Restate every entry word for word.

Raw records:

▬▬▬▬▬▬

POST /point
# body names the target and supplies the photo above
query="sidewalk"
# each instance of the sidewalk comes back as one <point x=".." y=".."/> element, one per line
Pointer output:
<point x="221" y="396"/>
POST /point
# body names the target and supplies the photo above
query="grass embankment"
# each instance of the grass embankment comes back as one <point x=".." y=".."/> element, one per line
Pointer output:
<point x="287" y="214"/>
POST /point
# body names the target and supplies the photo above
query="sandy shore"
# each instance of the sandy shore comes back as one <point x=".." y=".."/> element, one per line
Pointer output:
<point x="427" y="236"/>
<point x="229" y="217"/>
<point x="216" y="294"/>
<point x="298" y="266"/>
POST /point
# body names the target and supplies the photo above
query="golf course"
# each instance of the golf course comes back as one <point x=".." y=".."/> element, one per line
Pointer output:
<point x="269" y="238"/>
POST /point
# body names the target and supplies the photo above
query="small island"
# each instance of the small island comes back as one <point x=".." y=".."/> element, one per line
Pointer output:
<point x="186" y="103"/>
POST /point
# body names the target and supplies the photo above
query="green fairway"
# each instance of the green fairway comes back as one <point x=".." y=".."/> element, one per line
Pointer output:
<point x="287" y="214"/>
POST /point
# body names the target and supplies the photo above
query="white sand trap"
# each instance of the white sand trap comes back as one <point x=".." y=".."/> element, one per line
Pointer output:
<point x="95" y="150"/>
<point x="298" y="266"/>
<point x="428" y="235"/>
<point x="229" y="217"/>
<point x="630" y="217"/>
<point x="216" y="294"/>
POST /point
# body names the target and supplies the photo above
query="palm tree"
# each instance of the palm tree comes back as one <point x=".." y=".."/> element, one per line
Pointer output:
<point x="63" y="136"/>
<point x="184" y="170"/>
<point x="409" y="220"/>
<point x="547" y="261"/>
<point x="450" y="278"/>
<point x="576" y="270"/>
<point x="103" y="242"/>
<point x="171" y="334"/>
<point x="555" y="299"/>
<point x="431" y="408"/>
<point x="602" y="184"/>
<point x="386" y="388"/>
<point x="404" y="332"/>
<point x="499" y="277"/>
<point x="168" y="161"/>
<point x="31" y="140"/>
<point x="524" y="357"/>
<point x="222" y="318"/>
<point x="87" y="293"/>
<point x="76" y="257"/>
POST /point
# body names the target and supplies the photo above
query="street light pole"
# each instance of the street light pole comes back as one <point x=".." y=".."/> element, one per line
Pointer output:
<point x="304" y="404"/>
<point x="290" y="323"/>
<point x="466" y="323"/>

▬▬▬▬▬▬

Output for this exercise »
POST /point
# body names the target and supplies the photo above
query="sidewalk"
# each instance of the sidewalk comes back as one <point x=".." y=".."/> element, one per line
Pointer output:
<point x="221" y="396"/>
POST /point
# body names the target and supplies the photo above
query="grass embankment"
# each instance of the grass embankment comes back as one <point x=".." y=".."/> element, one per line
Pointer output:
<point x="287" y="214"/>
POST /point
# body names the target and supplies the photo above
query="sandy shore"
# each instance of the sandy shore comes back as one <point x=".." y=".."/> element, one per line
Pointer output:
<point x="427" y="236"/>
<point x="229" y="217"/>
<point x="216" y="294"/>
<point x="298" y="266"/>
POST /point
# body names the target and supplies the photo above
query="golf course"
# each instance of the golf course comes back as one <point x=".." y=".."/> element, one per line
Pointer output:
<point x="269" y="238"/>
POST /point
# body names the target and supplies the photo above
query="small island"
# each instance of the small island comes back as one <point x=".." y=".."/> element, one per line
Pointer output:
<point x="186" y="103"/>
POST /point
# body names the target and supplies the photo above
query="green fairway"
# each instance of the green fairway comes back as one <point x=".." y=".."/> element, one per line
Pointer output:
<point x="287" y="214"/>
POST /point
# body names the target and supplies the photo above
query="white sand trap"
# each instance of the white sand trap comes back as one <point x=".." y=".."/> element, one per line
Pointer output:
<point x="95" y="150"/>
<point x="298" y="266"/>
<point x="428" y="235"/>
<point x="229" y="217"/>
<point x="630" y="217"/>
<point x="216" y="294"/>
POST /point
# body names the target and supplies the photo above
query="palm tree"
# each instance of the palm tree comes back as one <point x=".." y=".."/> element, one per line
Pointer output:
<point x="63" y="136"/>
<point x="184" y="170"/>
<point x="409" y="220"/>
<point x="547" y="261"/>
<point x="450" y="278"/>
<point x="576" y="270"/>
<point x="103" y="242"/>
<point x="171" y="334"/>
<point x="555" y="299"/>
<point x="431" y="408"/>
<point x="602" y="184"/>
<point x="386" y="388"/>
<point x="404" y="332"/>
<point x="499" y="277"/>
<point x="168" y="161"/>
<point x="31" y="140"/>
<point x="524" y="357"/>
<point x="222" y="318"/>
<point x="87" y="293"/>
<point x="76" y="257"/>
POST /point
# body names the target and supplies the photo above
query="street light pole"
# each instance of the street light pole comes back as one <point x=".." y=".."/> element, one per line
Pointer output:
<point x="304" y="404"/>
<point x="290" y="323"/>
<point x="466" y="323"/>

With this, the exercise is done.